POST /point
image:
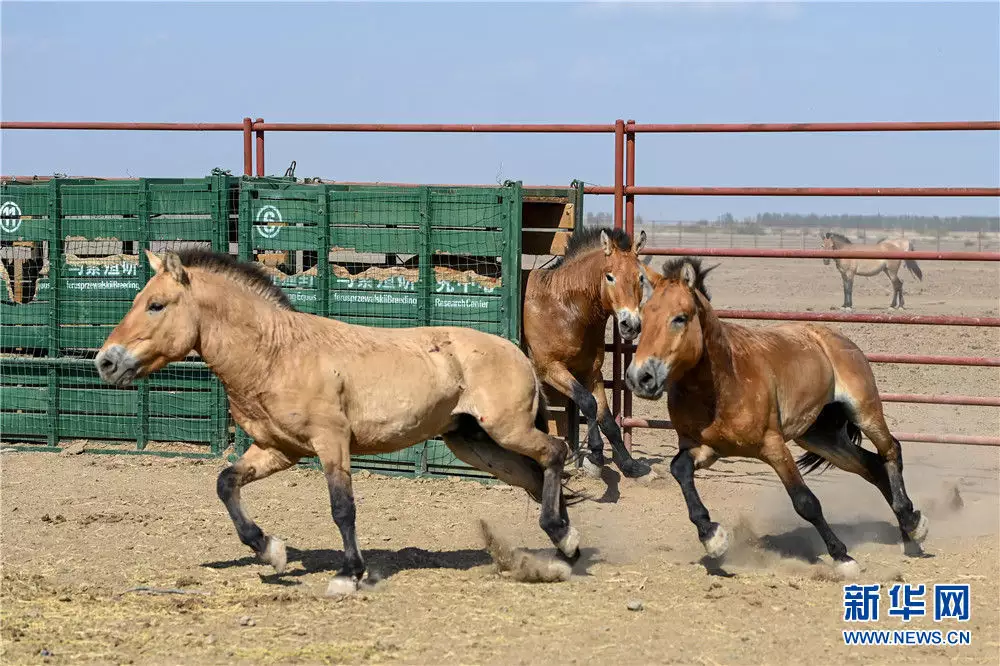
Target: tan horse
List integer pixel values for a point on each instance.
(566, 311)
(736, 391)
(868, 267)
(303, 385)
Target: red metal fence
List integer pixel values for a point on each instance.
(625, 190)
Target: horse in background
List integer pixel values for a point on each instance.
(566, 311)
(303, 385)
(738, 391)
(868, 267)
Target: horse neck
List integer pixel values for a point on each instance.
(580, 279)
(240, 336)
(715, 367)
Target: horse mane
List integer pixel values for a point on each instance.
(672, 271)
(250, 275)
(839, 237)
(583, 239)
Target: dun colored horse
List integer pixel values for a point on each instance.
(736, 391)
(566, 311)
(304, 385)
(868, 267)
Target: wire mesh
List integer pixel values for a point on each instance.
(89, 242)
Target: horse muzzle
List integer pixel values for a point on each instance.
(629, 325)
(647, 380)
(117, 366)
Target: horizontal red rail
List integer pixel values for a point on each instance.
(815, 127)
(918, 398)
(564, 128)
(818, 191)
(916, 255)
(911, 359)
(147, 127)
(971, 440)
(928, 320)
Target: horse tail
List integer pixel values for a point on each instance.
(840, 434)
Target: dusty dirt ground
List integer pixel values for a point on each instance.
(79, 531)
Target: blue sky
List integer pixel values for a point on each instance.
(493, 62)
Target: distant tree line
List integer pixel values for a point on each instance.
(917, 223)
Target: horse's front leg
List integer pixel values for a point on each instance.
(257, 463)
(713, 536)
(334, 450)
(628, 465)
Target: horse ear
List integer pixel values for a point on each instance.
(606, 243)
(154, 262)
(172, 264)
(640, 242)
(688, 274)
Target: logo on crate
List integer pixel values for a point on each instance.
(10, 217)
(269, 222)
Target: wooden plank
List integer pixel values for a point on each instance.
(544, 242)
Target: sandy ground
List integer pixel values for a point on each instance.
(79, 531)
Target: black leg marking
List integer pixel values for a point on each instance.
(227, 486)
(682, 467)
(807, 505)
(628, 465)
(342, 507)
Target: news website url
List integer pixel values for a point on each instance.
(907, 637)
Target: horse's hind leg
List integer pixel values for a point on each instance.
(257, 463)
(712, 535)
(334, 451)
(807, 505)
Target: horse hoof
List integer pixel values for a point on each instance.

■ **Your objective**
Rewrite all of the lines above as a numbered list, skipping any blank lines and leaving the picture out.

■ **Full answer**
1. POST /point
2. image:
3. Target: tan horse
4. List integer pixel values for a point on each instance.
5. (566, 311)
6. (736, 391)
7. (868, 267)
8. (303, 385)
9. Target: red metal fence
10. List integer pixel values for a point on each instance.
11. (625, 190)
12. Target: horse in background
13. List integer pixel values for a point on each instance.
14. (566, 311)
15. (303, 385)
16. (738, 391)
17. (868, 267)
18. Target: horse neck
19. List integer pixel values for a point on each instance.
20. (580, 279)
21. (240, 336)
22. (715, 367)
23. Target: horse mane
24. List integer pixel values for a point on each instance.
25. (672, 271)
26. (250, 275)
27. (839, 237)
28. (583, 239)
29. Target: dun colored horse
30. List integer pixel values for a point on each instance.
31. (736, 391)
32. (566, 311)
33. (304, 385)
34. (868, 267)
35. Target: wire mesh
36. List integer pixel values for a point on each instance.
37. (89, 242)
38. Target: horse muzzle
39. List integer pixel values for a point on each instance.
40. (629, 325)
41. (647, 380)
42. (117, 366)
43. Target: horizontal red rail
44. List integer pixel values for a point on each instance.
45. (815, 127)
46. (918, 398)
47. (564, 128)
48. (818, 191)
49. (916, 255)
50. (911, 359)
51. (147, 127)
52. (971, 440)
53. (928, 320)
54. Target: horse tail
55. List integer pixel values for a point on each instance.
56. (840, 434)
57. Target: dusty dirt ground
58. List integer pixel values for a point on each instance.
59. (79, 531)
60. Target: blue sky
61. List integer pixel values for a point on each instance.
62. (493, 62)
63. Target: distant tree line
64. List integer pixel values for a point on each instance.
65. (917, 223)
66. Target: horse's front leg
67. List integer pixel values for a point on each instance.
68. (257, 463)
69. (713, 536)
70. (334, 450)
71. (628, 465)
72. Target: horse ear
73. List integer pixel values for a point on each instance.
74. (606, 243)
75. (154, 262)
76. (172, 264)
77. (640, 242)
78. (688, 274)
79. Target: logo on crate
80. List integer pixel values for a point on each instance.
81. (10, 217)
82. (269, 222)
83. Target: wooden plank
84. List integer pixel values for a point on each instance.
85. (544, 242)
86. Target: sandy ground
87. List integer pixel values for a point on each instance.
88. (79, 531)
89. Target: black leg marking
90. List integer pixel values for a point on each instance.
91. (227, 486)
92. (682, 467)
93. (807, 505)
94. (628, 465)
95. (342, 507)
96. Target: news website url
97. List integer pixel values for a point on each instance.
98. (907, 637)
99. Target: horse's hind leg
100. List integer pixel values for a point on each instance.
101. (257, 463)
102. (712, 535)
103. (334, 451)
104. (807, 505)
105. Target: horse hoof
106. List integer pixel values for a point on each instance.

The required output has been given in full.